(Region labeling items)
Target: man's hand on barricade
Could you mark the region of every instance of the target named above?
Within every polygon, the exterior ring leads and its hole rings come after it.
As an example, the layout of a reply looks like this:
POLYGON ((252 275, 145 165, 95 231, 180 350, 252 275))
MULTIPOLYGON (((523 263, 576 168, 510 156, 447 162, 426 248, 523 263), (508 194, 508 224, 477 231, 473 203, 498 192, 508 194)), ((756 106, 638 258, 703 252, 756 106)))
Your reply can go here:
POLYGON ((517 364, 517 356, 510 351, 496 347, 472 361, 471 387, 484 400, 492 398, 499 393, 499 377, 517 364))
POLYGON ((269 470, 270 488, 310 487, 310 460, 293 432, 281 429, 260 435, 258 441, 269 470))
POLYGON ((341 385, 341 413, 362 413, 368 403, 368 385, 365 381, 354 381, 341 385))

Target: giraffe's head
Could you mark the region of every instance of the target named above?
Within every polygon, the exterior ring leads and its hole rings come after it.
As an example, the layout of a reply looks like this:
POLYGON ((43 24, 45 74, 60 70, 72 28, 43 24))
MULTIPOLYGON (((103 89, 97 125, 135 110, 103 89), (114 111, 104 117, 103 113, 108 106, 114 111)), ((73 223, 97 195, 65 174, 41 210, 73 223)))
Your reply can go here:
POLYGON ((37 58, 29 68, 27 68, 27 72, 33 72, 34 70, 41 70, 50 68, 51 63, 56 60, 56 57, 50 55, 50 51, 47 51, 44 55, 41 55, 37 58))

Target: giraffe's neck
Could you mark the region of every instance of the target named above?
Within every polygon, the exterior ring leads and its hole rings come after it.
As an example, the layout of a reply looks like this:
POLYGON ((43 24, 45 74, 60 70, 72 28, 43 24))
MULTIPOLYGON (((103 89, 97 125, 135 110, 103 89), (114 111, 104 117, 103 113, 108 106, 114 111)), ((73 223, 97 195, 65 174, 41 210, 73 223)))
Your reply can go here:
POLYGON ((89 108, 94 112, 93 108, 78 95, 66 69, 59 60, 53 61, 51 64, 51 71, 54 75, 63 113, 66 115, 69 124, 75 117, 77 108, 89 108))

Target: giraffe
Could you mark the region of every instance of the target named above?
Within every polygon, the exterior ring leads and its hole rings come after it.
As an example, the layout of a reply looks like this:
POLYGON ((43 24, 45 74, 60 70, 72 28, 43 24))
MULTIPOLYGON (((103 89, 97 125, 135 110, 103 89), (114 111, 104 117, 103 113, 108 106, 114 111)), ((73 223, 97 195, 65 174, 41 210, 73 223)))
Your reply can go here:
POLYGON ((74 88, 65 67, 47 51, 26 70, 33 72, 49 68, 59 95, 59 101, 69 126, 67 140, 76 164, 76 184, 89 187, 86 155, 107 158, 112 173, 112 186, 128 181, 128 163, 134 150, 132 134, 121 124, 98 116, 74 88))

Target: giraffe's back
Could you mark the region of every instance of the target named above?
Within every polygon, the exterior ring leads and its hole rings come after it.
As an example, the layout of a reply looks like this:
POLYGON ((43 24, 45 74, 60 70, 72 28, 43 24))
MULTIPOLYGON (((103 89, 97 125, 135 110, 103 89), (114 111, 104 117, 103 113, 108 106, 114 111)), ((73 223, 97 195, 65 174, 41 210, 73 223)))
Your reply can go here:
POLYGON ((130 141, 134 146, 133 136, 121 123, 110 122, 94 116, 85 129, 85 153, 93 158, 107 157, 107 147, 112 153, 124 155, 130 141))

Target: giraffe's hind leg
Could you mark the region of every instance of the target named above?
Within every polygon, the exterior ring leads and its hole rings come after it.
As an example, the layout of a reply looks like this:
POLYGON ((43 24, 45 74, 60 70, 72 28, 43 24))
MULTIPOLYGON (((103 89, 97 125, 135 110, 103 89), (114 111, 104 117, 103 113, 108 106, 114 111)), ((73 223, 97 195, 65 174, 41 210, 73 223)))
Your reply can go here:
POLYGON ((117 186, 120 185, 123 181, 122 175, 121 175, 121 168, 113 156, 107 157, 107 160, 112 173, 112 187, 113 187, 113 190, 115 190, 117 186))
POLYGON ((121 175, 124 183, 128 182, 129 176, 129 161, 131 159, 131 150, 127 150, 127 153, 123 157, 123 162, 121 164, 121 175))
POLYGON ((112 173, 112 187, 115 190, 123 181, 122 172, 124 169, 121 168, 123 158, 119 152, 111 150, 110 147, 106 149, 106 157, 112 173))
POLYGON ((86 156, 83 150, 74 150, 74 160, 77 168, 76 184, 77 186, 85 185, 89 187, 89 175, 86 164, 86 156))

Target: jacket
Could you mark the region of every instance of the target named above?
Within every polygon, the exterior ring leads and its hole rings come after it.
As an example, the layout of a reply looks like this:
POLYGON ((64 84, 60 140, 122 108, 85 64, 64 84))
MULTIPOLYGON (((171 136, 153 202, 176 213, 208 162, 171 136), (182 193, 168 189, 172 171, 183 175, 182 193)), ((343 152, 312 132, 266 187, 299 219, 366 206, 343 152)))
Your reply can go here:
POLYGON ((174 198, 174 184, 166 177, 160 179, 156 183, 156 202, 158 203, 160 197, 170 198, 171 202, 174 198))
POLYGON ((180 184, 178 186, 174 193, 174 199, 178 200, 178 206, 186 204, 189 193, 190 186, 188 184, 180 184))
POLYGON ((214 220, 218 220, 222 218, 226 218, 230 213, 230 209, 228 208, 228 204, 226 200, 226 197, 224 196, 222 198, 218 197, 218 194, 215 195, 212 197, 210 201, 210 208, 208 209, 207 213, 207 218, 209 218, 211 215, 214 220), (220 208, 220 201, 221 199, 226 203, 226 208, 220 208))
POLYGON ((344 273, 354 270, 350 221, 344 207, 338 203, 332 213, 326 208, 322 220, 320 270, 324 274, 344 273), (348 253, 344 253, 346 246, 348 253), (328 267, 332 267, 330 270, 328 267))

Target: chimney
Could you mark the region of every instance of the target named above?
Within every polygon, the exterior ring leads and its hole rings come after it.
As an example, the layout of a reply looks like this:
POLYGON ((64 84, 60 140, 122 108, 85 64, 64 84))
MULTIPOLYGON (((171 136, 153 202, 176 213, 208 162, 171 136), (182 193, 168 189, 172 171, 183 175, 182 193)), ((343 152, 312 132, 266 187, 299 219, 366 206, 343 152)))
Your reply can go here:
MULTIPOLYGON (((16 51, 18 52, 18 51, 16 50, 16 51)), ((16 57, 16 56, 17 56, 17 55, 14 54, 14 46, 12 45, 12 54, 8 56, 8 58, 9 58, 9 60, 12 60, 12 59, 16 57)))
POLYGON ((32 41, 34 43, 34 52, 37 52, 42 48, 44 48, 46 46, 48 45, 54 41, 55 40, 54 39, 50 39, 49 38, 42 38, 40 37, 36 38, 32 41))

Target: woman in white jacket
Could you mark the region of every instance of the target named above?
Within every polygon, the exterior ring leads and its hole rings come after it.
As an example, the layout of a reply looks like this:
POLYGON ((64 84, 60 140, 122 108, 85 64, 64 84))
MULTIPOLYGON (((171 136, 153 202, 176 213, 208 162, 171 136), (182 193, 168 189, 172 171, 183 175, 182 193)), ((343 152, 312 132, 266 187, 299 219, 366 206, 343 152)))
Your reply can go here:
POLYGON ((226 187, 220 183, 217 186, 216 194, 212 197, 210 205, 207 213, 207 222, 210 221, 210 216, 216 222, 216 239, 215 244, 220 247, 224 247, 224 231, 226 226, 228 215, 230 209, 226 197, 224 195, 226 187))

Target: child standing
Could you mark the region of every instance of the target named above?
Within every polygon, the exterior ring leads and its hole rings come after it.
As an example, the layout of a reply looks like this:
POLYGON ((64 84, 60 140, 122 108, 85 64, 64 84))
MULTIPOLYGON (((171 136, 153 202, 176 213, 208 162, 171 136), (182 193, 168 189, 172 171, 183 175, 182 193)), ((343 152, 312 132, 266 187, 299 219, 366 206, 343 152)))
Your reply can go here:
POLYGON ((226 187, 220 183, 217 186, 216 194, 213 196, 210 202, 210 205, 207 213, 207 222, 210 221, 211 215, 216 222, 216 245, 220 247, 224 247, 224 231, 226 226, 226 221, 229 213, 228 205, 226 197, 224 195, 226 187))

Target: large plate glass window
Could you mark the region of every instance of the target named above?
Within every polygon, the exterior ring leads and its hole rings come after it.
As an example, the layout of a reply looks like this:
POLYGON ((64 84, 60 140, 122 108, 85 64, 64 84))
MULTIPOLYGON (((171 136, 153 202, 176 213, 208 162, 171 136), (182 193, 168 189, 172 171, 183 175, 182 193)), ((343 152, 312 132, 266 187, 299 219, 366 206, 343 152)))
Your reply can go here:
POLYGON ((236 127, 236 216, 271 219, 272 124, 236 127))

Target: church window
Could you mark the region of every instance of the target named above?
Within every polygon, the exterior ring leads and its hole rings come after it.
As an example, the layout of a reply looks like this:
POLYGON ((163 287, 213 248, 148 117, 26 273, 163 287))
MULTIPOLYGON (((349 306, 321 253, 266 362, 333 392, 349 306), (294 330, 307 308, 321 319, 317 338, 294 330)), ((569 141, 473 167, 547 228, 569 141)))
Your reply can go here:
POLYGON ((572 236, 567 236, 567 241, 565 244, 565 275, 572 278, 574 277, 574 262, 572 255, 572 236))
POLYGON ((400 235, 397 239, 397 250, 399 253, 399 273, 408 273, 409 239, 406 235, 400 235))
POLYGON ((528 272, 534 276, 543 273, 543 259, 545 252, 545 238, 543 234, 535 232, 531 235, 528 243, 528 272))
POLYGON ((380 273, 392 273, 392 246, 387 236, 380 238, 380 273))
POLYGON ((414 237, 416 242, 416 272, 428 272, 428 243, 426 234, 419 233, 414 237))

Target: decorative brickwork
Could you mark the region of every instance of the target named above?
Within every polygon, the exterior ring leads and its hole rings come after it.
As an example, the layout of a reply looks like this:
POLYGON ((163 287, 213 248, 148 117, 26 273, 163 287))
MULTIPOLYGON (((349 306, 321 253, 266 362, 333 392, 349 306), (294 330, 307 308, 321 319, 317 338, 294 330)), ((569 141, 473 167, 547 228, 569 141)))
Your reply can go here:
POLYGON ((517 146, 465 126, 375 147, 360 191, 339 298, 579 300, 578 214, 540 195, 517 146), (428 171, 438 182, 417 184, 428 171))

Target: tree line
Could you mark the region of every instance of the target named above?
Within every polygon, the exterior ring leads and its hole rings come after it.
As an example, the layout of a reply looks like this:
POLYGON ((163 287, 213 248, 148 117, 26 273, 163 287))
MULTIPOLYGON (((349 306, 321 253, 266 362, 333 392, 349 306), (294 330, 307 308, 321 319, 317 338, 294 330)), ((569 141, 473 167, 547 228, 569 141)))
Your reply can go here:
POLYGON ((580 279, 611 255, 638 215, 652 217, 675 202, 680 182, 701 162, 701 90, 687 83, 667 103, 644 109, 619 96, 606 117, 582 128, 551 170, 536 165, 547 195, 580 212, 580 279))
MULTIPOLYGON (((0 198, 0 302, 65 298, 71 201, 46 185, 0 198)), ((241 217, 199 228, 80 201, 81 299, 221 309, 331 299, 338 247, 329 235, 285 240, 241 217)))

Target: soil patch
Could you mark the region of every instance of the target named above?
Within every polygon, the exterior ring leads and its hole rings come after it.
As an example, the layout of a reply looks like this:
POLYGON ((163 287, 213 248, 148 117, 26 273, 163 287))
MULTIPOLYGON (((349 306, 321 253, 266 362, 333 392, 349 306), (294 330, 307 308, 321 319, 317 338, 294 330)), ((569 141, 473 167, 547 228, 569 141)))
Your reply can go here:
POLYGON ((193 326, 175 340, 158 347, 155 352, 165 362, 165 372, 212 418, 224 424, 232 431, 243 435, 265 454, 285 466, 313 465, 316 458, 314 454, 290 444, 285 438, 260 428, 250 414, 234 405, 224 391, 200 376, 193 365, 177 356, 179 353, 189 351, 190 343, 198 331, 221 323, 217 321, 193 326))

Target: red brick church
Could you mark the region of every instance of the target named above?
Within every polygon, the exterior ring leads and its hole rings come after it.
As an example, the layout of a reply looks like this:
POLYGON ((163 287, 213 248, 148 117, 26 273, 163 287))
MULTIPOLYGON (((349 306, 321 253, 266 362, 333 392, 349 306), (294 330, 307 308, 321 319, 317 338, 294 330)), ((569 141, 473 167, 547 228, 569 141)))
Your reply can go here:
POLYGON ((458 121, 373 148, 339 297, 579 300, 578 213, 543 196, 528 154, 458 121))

What the task requires: Format the material as a Markdown table with the columns Row and Line, one numbered row per line and no blank lines. Begin at the start of the material and stop after the line that contains "POLYGON ((341 385, 341".

Task answer:
| Row | Line |
|---|---|
| 1 | Target: man's hand on barricade |
| 2 | Could you mark the region of every instance of the target named above? |
| 3 | Within every polygon, the exterior ring leads and its hole rings come after it. |
| 4 | As an example, the layout of a reply looks like this: |
| 5 | POLYGON ((252 275, 145 165, 95 231, 180 350, 252 275)) |
| 6 | MULTIPOLYGON (((523 263, 576 168, 510 156, 447 162, 426 248, 523 263), (508 194, 508 224, 477 231, 473 203, 498 192, 508 194)), ((756 106, 638 258, 703 252, 756 106))) |
| 7 | Your reply can go here: |
| 8 | POLYGON ((517 364, 517 356, 510 351, 496 347, 472 361, 471 387, 484 400, 492 398, 499 393, 499 377, 517 364)) |
| 9 | POLYGON ((269 470, 270 488, 310 487, 310 460, 293 432, 281 429, 260 435, 258 441, 269 470)) |
| 10 | POLYGON ((341 385, 341 413, 362 413, 368 403, 368 385, 365 381, 354 381, 341 385)) |